Input records below:

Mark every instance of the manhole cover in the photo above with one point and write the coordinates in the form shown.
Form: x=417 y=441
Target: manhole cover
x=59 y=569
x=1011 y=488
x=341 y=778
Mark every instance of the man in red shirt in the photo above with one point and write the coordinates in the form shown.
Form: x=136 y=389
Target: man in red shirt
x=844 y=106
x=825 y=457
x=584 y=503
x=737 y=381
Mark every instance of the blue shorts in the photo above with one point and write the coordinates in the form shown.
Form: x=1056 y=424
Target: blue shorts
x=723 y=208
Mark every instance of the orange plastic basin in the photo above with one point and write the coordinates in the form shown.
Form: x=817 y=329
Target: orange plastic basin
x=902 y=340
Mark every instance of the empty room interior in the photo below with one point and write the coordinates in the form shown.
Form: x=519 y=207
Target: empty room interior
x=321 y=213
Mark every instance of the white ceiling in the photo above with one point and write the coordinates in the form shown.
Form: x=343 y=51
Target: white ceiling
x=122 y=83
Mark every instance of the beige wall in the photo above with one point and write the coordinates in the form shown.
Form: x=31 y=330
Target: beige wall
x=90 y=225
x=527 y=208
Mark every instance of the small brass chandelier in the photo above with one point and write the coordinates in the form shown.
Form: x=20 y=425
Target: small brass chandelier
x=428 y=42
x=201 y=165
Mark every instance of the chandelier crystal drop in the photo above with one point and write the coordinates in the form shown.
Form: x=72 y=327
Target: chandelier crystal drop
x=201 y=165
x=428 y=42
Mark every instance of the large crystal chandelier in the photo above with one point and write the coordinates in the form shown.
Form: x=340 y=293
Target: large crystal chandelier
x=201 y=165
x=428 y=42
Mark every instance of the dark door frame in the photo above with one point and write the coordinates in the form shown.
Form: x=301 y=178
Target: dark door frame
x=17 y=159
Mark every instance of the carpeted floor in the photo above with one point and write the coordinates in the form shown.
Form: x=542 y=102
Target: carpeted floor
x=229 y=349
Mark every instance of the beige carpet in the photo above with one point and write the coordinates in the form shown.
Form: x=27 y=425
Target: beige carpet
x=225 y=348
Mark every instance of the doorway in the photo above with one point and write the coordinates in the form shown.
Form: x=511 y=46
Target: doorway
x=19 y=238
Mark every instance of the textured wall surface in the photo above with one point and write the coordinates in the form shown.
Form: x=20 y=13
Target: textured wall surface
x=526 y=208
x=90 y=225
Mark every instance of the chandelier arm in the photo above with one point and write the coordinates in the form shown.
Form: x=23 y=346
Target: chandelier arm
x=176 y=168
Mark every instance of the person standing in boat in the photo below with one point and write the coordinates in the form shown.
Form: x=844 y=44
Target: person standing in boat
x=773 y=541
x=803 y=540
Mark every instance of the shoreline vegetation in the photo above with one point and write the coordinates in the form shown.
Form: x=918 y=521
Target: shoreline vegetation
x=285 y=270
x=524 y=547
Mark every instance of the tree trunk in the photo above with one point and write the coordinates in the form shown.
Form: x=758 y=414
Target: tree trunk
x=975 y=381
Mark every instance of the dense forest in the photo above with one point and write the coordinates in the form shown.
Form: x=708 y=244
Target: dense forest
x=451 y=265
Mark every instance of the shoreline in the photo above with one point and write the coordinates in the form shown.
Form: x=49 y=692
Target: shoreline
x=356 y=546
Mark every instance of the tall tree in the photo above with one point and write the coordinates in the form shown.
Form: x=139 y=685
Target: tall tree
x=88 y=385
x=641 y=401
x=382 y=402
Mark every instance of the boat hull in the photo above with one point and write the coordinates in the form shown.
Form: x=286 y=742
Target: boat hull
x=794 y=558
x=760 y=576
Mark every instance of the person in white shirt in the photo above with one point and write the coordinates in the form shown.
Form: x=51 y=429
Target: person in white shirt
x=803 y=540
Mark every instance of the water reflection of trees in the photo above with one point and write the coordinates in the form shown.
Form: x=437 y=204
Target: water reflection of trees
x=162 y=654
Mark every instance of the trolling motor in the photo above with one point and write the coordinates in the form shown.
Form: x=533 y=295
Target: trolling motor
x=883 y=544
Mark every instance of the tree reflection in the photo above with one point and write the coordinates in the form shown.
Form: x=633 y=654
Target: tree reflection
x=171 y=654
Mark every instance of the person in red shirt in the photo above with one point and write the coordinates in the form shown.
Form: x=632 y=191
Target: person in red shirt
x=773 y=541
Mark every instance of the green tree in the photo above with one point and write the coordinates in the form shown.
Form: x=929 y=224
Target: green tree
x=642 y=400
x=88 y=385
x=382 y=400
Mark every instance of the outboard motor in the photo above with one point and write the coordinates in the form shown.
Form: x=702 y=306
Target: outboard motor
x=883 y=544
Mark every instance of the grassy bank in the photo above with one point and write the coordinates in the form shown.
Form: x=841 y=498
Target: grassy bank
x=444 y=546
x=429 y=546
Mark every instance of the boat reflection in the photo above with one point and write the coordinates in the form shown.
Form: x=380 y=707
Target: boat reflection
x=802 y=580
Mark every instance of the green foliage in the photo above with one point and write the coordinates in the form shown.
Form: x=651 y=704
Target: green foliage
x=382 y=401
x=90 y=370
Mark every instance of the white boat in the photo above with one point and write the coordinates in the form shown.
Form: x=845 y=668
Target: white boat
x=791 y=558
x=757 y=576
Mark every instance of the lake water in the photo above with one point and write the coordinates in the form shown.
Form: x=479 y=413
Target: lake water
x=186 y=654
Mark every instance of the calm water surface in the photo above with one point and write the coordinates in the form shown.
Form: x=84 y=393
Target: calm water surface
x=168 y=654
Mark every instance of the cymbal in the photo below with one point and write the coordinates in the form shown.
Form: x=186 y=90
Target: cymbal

End of Input records.

**Description of the task**
Take the records above and return them exactly as written.

**Written answer**
Mark every instance of the manhole cover in the photo above with one point and write the coordinates in the form shown.
Form: x=417 y=441
Target: manhole cover
x=59 y=569
x=1011 y=488
x=341 y=778
Mark every instance of the man in red shirt in the photo above with one point and write the coordinates in the form shown.
Form: x=136 y=389
Target: man in red shirt
x=844 y=106
x=825 y=457
x=584 y=503
x=737 y=381
Mark every instance of the blue shorts in the photo above with one point and write the coordinates in the form shown.
Form: x=1056 y=424
Target: blue shorts
x=723 y=208
Mark every instance of the orange plastic basin in the photo above with one point and write the coordinates in the form shown.
Form: x=817 y=329
Target: orange plastic basin
x=902 y=340
Mark every instance of the empty room interior in the photo below with one point and write the coordinates in the form shown.
Form: x=519 y=207
Target: empty room interior
x=321 y=213
Mark every instance of the white ceiling in the photo above with one point and write the coordinates in the form shown.
Form: x=343 y=51
Target: white ceiling
x=122 y=83
Mark every instance of the beige wall in the photo above with one point and write the coordinates in the form shown.
Form: x=31 y=330
Target: beige wall
x=90 y=225
x=527 y=208
Mark every instance of the small brass chandelier in the photo above with one point and write the coordinates in the form shown.
Form: x=20 y=425
Target: small brass chandelier
x=428 y=42
x=201 y=165
Mark every instance of the chandelier crystal drop in the photo above with one point and write the coordinates in the form shown.
Form: x=72 y=327
Target: chandelier crystal drop
x=201 y=165
x=428 y=42
Mark every instance of the large crystal chandelier in the photo above with one point and write the coordinates in the form shown.
Form: x=340 y=293
Target: large crystal chandelier
x=201 y=165
x=428 y=42
Mark every instance of the dark door frame in the photo above with one point and write the coordinates in the form shown.
Form: x=301 y=178
Target: dark door frame
x=17 y=159
Mark every instance of the carpeted floor in the photo above with one point and write the coordinates in the form shown.
Form: x=542 y=102
Target: carpeted floor
x=229 y=349
Mark every instance of the beige carpet in the photo above with one point and write the coordinates in the form shown.
Form: x=27 y=425
Target: beige carpet
x=225 y=348
Mark every instance of the doorway in the photo above with one point and write the coordinates in the form shown.
Form: x=511 y=46
Target: doorway
x=19 y=238
Mark every instance of the textured wall surface in the photo above with one point and write the coordinates in the form shown.
Form: x=20 y=13
Target: textured wall surface
x=526 y=208
x=90 y=225
Mark every instance of the chandelier arm in the photo above with one point and write the coordinates in the form shown.
Form: x=23 y=346
Target: chandelier arm
x=176 y=168
Mark every instance of the person standing in boat in the photo below with one point and write the coordinates in the form shown.
Form: x=844 y=44
Target: person standing in boat
x=773 y=541
x=803 y=540
Mark every instance of the shoreline vegetation in the photo above with one point and write the coordinates in the form shown.
Form: x=918 y=521
Target: shoreline vegetation
x=285 y=270
x=524 y=547
Mark every instance of the tree trunk in the photo above with one point and write the coordinates in the form shown.
Form: x=758 y=414
Target: tree trunk
x=975 y=381
Mark every instance of the dense forest in the photo above with one point and write the coordinates in the form shown.
Form: x=708 y=244
Target: dense forest
x=451 y=265
Mark every instance of the shoreline in the photo above with one point and write the coordinates in the form shown.
Form: x=49 y=692
Target: shoreline
x=356 y=546
Mark every instance of the tall tree in the photo above with one point and write the coordinates in the form shown.
Form: x=139 y=685
Target: tall tree
x=88 y=385
x=641 y=401
x=382 y=402
Mark every instance of the boat hull in the photo above with one point and write the coordinates in the form shown.
Form: x=286 y=742
Target: boat hull
x=794 y=558
x=760 y=576
Mark every instance of the person in white shirt in the photo above with one point and write the coordinates in the form shown.
Form: x=51 y=429
Target: person in white shirt
x=803 y=540
Mark every instance of the water reflection of trees in the photo above with one point and write the coordinates in the form shown.
Form: x=437 y=204
Target: water reflection of trees
x=162 y=654
Mark every instance of the trolling motor in the photo above with one point and write the coordinates in the form shown.
Form: x=533 y=295
Target: trolling motor
x=883 y=544
Mark every instance of the tree reflection in the photo above with one point and write the coordinates in the form shown.
Form: x=633 y=654
Target: tree reflection
x=171 y=654
Mark every instance of the person in red shirt in the photo above with one point and write the coordinates in the form shown.
Form: x=632 y=191
Target: person in red shirt
x=773 y=541
Mark every instance of the green tree in the photo above with one point and write the coordinates in the form shown.
Form: x=929 y=224
Target: green tree
x=642 y=400
x=88 y=385
x=382 y=400
Mark every instance of the outboard motor in the photo above with one point and write the coordinates in the form shown.
Form: x=702 y=306
Target: outboard motor
x=883 y=544
Mark every instance of the grassy bank in the photo above with one point and write the coordinates in the form shown.
Form: x=841 y=498
Target: grassy bank
x=444 y=546
x=429 y=546
Mark every instance of the boat reflection in the photo above with one point and write the coordinates in the form shown.
Form: x=380 y=707
Target: boat reflection
x=802 y=580
Mark every instance of the green foliage in the photo above with one point and write the coordinates in the form shown.
Form: x=651 y=704
Target: green foliage
x=382 y=401
x=90 y=370
Mark every instance of the white boat in the photo above with one point and write the coordinates in the form shown.
Form: x=845 y=668
Target: white boat
x=791 y=558
x=757 y=576
Mark every instance of the lake water in the photo above with one point and write the coordinates in the form shown.
Form: x=479 y=413
Target: lake water
x=186 y=654
Mark every instance of the calm water surface in the photo above with one point and write the coordinates in the form shown.
Form: x=84 y=393
Target: calm water surface
x=168 y=654
Mark every instance of the cymbal in the photo below with one point and write the coordinates in the form shown.
Form: x=186 y=90
Target: cymbal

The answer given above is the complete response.